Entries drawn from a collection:
--------------------------------------------------

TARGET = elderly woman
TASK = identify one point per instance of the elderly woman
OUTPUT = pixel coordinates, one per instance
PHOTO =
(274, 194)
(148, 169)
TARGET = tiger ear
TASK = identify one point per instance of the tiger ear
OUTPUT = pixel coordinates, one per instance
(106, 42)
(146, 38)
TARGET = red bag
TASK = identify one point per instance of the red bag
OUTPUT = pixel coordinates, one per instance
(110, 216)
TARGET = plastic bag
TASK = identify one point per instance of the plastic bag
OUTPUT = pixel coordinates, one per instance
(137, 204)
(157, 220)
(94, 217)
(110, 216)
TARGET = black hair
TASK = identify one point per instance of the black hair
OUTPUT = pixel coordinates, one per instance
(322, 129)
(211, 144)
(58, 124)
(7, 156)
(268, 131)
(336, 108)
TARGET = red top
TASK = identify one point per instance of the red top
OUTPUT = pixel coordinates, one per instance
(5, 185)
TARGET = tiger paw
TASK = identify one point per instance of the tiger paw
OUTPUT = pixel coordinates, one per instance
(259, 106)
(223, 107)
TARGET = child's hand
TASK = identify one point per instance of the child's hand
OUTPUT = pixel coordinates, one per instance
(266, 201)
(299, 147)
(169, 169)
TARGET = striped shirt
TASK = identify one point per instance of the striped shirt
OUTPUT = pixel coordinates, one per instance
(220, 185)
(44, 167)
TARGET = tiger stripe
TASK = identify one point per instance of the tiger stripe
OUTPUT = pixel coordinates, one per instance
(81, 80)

--------------------------------------------------

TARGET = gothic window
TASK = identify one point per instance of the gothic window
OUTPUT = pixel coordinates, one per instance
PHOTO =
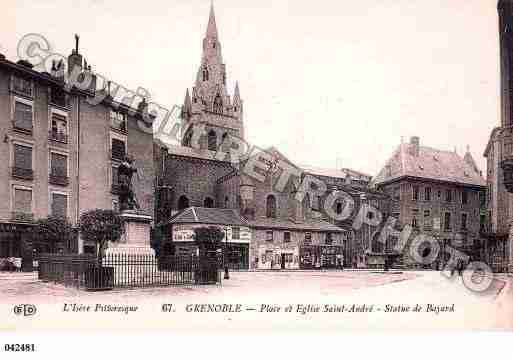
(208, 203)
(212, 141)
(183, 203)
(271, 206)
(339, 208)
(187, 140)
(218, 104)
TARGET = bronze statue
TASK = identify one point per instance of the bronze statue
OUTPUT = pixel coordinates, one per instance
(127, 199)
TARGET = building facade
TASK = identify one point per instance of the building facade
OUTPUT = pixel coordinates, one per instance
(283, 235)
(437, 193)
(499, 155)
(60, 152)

--------------------------------------------------

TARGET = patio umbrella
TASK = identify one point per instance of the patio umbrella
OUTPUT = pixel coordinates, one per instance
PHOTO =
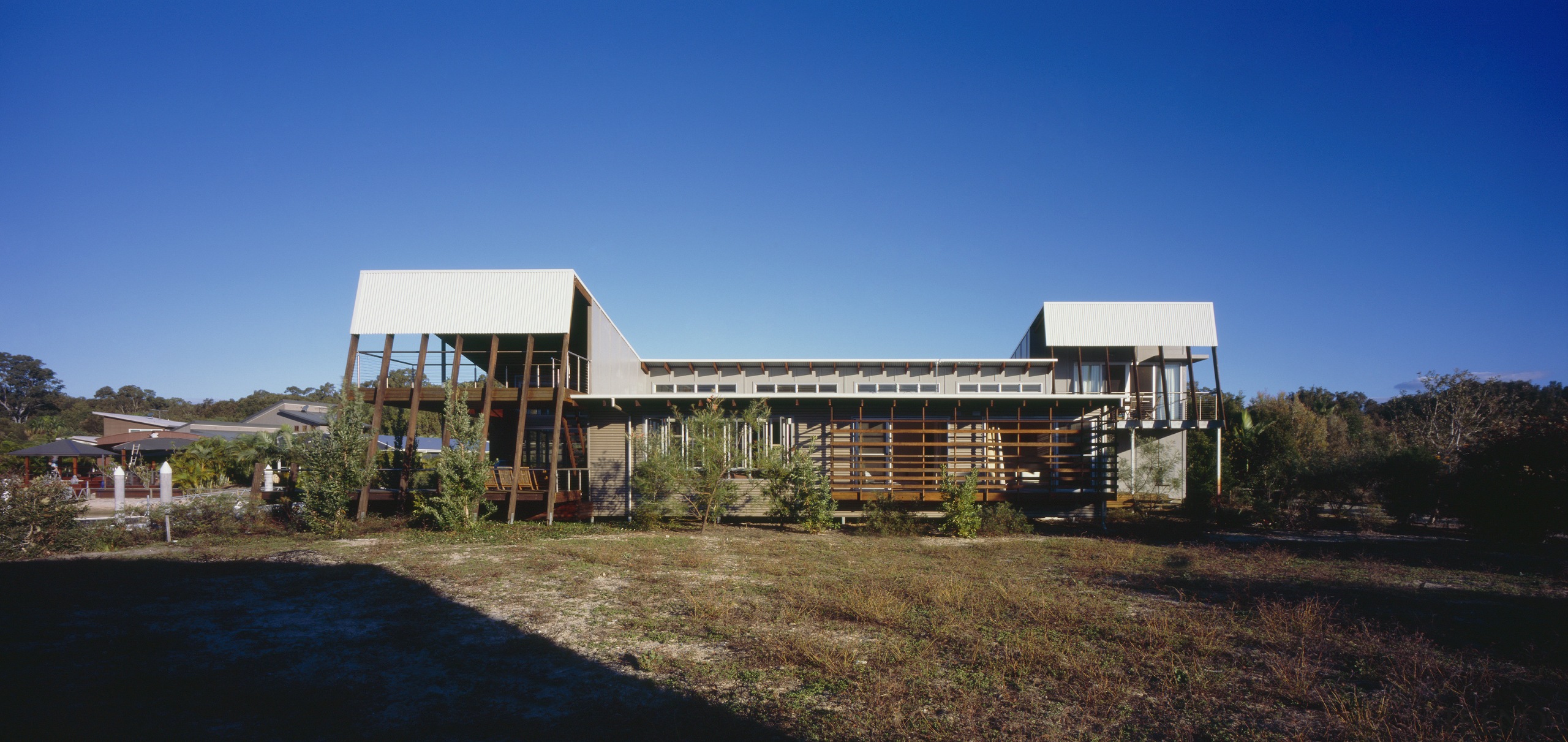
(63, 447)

--------------------------------------------------

**Exercise objective**.
Can you gather every line in the records above that contains the string "child" and list them?

**Task output**.
TARGET = child's hand
TASK = identify one point per instance of the child's hand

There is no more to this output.